**GIVEN INSTRUCTION**
Reproduce the lines below word for word, omitting the picture.

[Shape annotation entries]
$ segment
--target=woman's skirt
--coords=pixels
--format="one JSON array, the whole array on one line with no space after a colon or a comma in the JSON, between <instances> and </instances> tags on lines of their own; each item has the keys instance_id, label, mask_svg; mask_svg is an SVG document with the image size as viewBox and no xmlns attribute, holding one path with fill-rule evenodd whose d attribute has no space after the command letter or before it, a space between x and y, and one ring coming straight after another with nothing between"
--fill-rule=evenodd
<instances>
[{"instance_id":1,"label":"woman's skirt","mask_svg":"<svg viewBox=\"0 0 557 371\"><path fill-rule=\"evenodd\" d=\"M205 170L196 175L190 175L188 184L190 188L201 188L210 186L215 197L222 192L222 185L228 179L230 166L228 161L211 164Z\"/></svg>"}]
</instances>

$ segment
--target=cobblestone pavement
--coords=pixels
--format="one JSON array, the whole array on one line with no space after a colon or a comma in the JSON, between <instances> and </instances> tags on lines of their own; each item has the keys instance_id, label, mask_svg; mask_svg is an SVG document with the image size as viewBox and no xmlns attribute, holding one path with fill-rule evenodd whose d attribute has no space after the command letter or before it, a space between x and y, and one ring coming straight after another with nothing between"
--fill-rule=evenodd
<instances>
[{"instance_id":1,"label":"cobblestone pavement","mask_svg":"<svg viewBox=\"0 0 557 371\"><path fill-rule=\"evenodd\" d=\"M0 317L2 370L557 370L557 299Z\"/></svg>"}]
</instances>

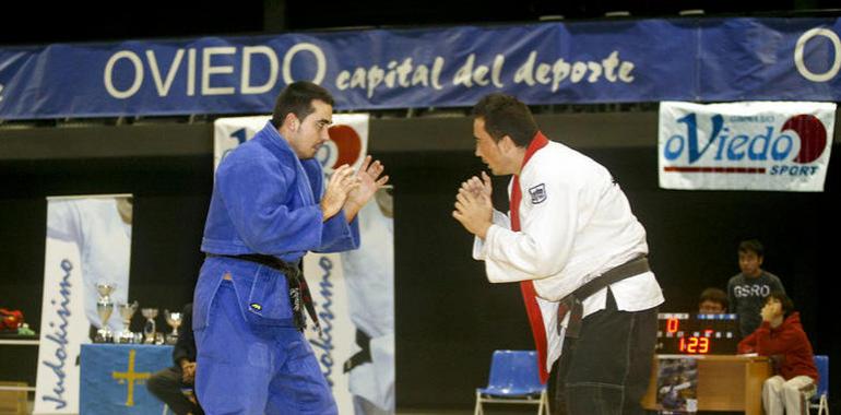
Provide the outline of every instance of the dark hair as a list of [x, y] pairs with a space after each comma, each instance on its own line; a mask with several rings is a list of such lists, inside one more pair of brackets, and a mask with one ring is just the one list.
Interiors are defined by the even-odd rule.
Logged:
[[701, 298], [698, 299], [698, 304], [703, 301], [718, 303], [722, 306], [722, 308], [727, 309], [727, 293], [724, 293], [724, 290], [715, 287], [707, 288], [701, 292]]
[[765, 247], [757, 239], [743, 240], [738, 245], [739, 252], [754, 252], [757, 257], [765, 257]]
[[528, 147], [537, 133], [537, 122], [532, 111], [510, 95], [485, 95], [473, 106], [473, 116], [485, 120], [485, 130], [496, 141], [508, 135], [518, 146]]
[[782, 309], [783, 309], [783, 318], [786, 318], [786, 317], [789, 317], [789, 315], [791, 315], [792, 312], [794, 312], [794, 301], [792, 301], [792, 299], [791, 299], [791, 298], [789, 298], [789, 296], [787, 296], [787, 295], [785, 295], [785, 293], [783, 293], [783, 292], [781, 292], [781, 290], [779, 290], [779, 289], [772, 290], [771, 293], [769, 293], [769, 294], [768, 294], [768, 295], [765, 297], [765, 301], [766, 301], [766, 304], [767, 304], [767, 303], [768, 303], [768, 300], [769, 300], [769, 299], [771, 299], [771, 298], [773, 298], [773, 299], [775, 299], [775, 300], [780, 301], [780, 305], [782, 305]]
[[331, 106], [334, 104], [330, 92], [312, 82], [298, 81], [288, 84], [281, 92], [281, 95], [277, 95], [277, 100], [274, 103], [272, 126], [280, 128], [288, 114], [294, 114], [303, 121], [316, 110], [312, 108], [312, 102], [316, 99], [323, 100]]

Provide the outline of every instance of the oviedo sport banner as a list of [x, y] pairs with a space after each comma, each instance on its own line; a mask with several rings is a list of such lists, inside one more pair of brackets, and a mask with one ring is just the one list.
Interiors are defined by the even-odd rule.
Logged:
[[[220, 118], [214, 122], [214, 170], [250, 140], [270, 117]], [[333, 115], [330, 141], [316, 154], [324, 174], [358, 168], [368, 147], [368, 115]], [[308, 253], [304, 273], [322, 332], [306, 335], [330, 383], [341, 414], [394, 413], [394, 225], [391, 188], [359, 212], [359, 249]], [[311, 322], [310, 322], [311, 323]]]
[[824, 191], [836, 104], [660, 104], [664, 189]]
[[128, 303], [132, 206], [130, 194], [47, 198], [34, 414], [79, 414], [81, 345], [126, 329], [116, 308]]
[[[294, 81], [342, 110], [841, 100], [841, 19], [672, 19], [0, 47], [0, 119], [268, 114]], [[656, 45], [656, 47], [652, 47]]]

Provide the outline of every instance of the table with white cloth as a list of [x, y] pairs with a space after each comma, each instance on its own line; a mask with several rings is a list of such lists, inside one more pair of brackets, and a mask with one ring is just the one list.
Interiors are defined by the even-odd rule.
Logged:
[[173, 365], [173, 346], [83, 344], [79, 410], [82, 414], [162, 414], [164, 403], [146, 380]]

**TASK RESULT**
$ segment
--target=woman's skirt
--coords=pixels
--format="one JSON array, the whole array on one line with no space after a colon or a comma in the JSON, between <instances> and </instances> tags on lines of their own; each item has the keys instance_id, label, mask_svg; mask_svg is an SVG document with the image size as viewBox and no xmlns attribute, holding one path with fill-rule evenodd whose d attribute has no space after the command letter or before it, a space between x and y, and one ring coming straight after another with nothing between"
--fill-rule=evenodd
<instances>
[{"instance_id":1,"label":"woman's skirt","mask_svg":"<svg viewBox=\"0 0 557 371\"><path fill-rule=\"evenodd\" d=\"M205 170L196 175L190 175L188 184L190 188L201 188L210 186L215 197L222 192L222 185L228 179L230 166L228 161L211 164Z\"/></svg>"}]
</instances>

$ segment
--target=cobblestone pavement
--coords=pixels
--format="one JSON array, the whole array on one line with no space after a colon or a comma in the JSON, between <instances> and </instances> tags on lines of their own; each item has the keys instance_id, label, mask_svg; mask_svg is an SVG document with the image size as viewBox and no xmlns attribute, holding one path with fill-rule evenodd whose d attribute has no space after the command letter or before it, a space between x and y, and one ring coming straight after another with nothing between"
--fill-rule=evenodd
<instances>
[{"instance_id":1,"label":"cobblestone pavement","mask_svg":"<svg viewBox=\"0 0 557 371\"><path fill-rule=\"evenodd\" d=\"M0 317L2 370L557 370L557 299Z\"/></svg>"}]
</instances>

Provide the outline of every instance of the dark hair as a list of [x, y] pairs with a space after each comma, each instance on its own line; a mask with several rings is a list of such lists, inside one more pair of brackets, and a mask with one ring is just the one list.
Interiors are defined by the even-odd rule.
Logged:
[[701, 298], [698, 299], [698, 304], [703, 301], [718, 303], [722, 306], [722, 308], [727, 309], [727, 293], [724, 293], [724, 290], [715, 287], [707, 288], [701, 292]]
[[765, 247], [757, 239], [743, 240], [738, 245], [739, 252], [754, 252], [757, 257], [765, 257]]
[[528, 147], [537, 133], [537, 122], [532, 111], [510, 95], [485, 95], [473, 106], [473, 116], [485, 120], [485, 130], [496, 141], [508, 135], [518, 146]]
[[782, 309], [783, 309], [783, 318], [786, 318], [786, 317], [789, 317], [789, 315], [791, 315], [792, 312], [794, 312], [794, 301], [792, 301], [792, 299], [791, 299], [791, 298], [789, 298], [789, 296], [787, 296], [787, 295], [785, 295], [785, 293], [783, 293], [783, 292], [781, 292], [781, 290], [779, 290], [779, 289], [772, 290], [771, 293], [769, 293], [769, 294], [768, 294], [768, 295], [765, 297], [765, 301], [766, 301], [766, 304], [767, 304], [767, 303], [768, 303], [768, 300], [769, 300], [769, 299], [771, 299], [771, 298], [773, 298], [773, 299], [775, 299], [775, 300], [780, 301], [780, 305], [782, 305]]
[[331, 106], [334, 104], [330, 92], [312, 82], [298, 81], [288, 84], [281, 92], [281, 95], [277, 95], [277, 100], [274, 103], [272, 126], [280, 128], [288, 114], [294, 114], [303, 121], [316, 110], [312, 108], [312, 102], [316, 99], [323, 100]]

Provide the outline of every instance of the oviedo sport banner as a list of [x, y] pairs with a space after each comma, each instance on its own line; a mask with several rings is a list of such lists, inside one more pair of brackets, and a mask with one ring is just the one list.
Interiors are defined by the even-odd rule.
Logged:
[[[220, 118], [214, 122], [214, 170], [250, 140], [270, 117]], [[333, 115], [330, 141], [316, 154], [324, 174], [358, 168], [368, 147], [368, 115]], [[308, 253], [304, 273], [322, 332], [306, 335], [330, 383], [341, 414], [394, 413], [394, 225], [391, 188], [359, 212], [359, 249]], [[311, 322], [310, 322], [311, 323]]]
[[824, 191], [836, 104], [660, 104], [664, 189]]
[[128, 303], [132, 206], [130, 194], [47, 198], [34, 414], [79, 414], [81, 345], [126, 329], [116, 308]]
[[[294, 81], [342, 110], [841, 100], [841, 19], [672, 19], [0, 47], [0, 119], [268, 114]], [[656, 45], [656, 47], [652, 47]]]

Provide the outline of every instance of the table with white cloth as a list of [x, y] pairs with a space after each comma, each instance on its own line; a mask with several rings is a list of such lists, inside one more pair of brackets, and a mask with one ring is just the one list.
Interiors are defined by the even-odd rule.
Logged:
[[173, 365], [173, 346], [83, 344], [79, 410], [82, 414], [162, 414], [164, 403], [146, 380]]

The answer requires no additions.